[Region annotation items]
++++++++++
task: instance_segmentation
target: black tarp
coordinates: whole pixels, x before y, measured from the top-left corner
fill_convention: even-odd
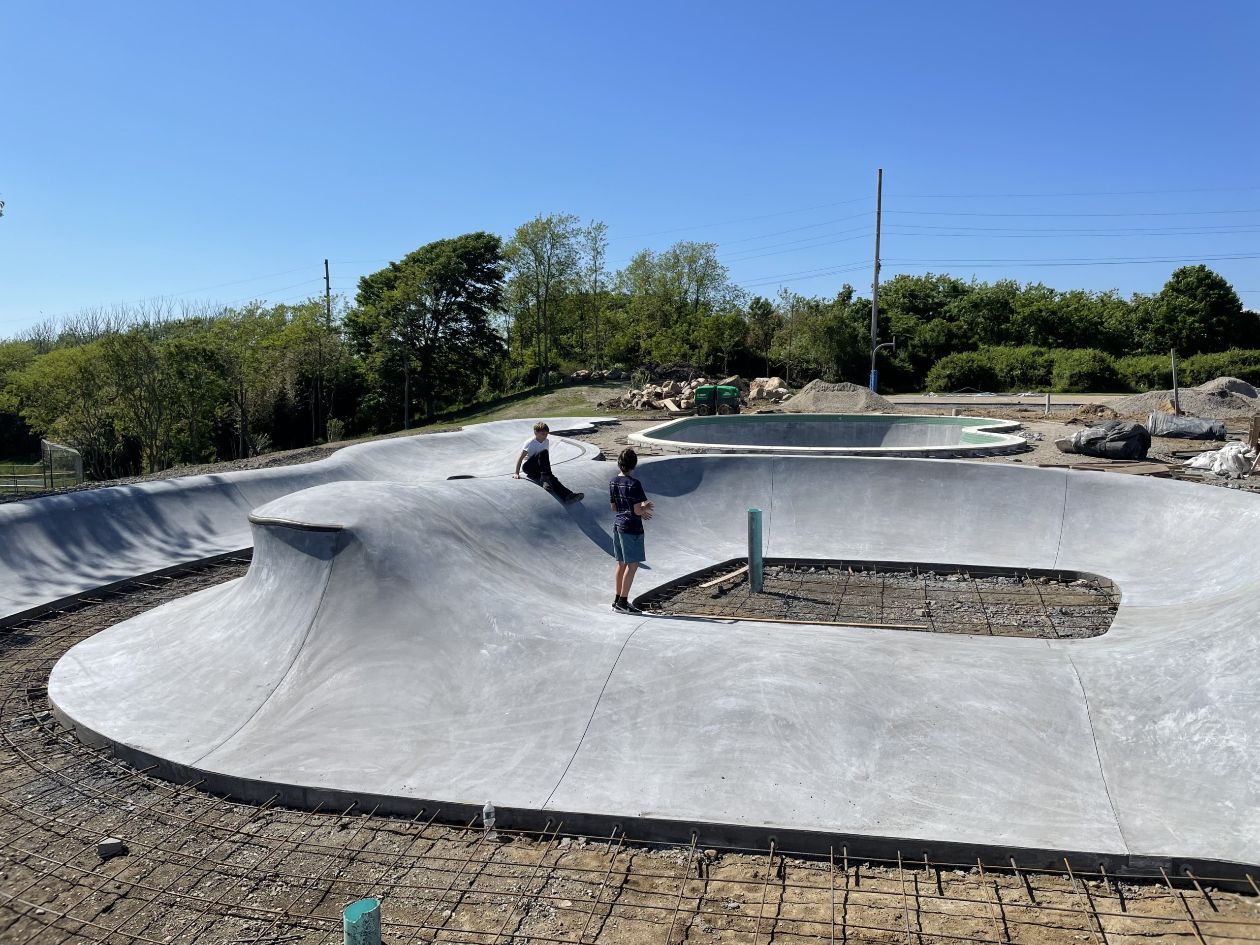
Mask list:
[[[1173,436],[1179,440],[1223,440],[1225,423],[1207,417],[1176,417],[1155,411],[1147,418],[1152,436]]]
++++++++++
Could you recast all the rows above as a two-column CSV with the headers "request" and "answer", giving one CSV line per row, with the row's request text and its answer each in a single double-quoted field and line breaks replaced by spaces? Leave the pictures out.

▶ Result of the exercise
request,answer
"task: instance_segmentation target: black tarp coordinates: whole pixels, x before y, measured from the top-left corner fill_convention: even-odd Mask list:","[[[1173,436],[1179,440],[1223,440],[1225,423],[1207,417],[1176,417],[1155,411],[1147,418],[1152,436]]]"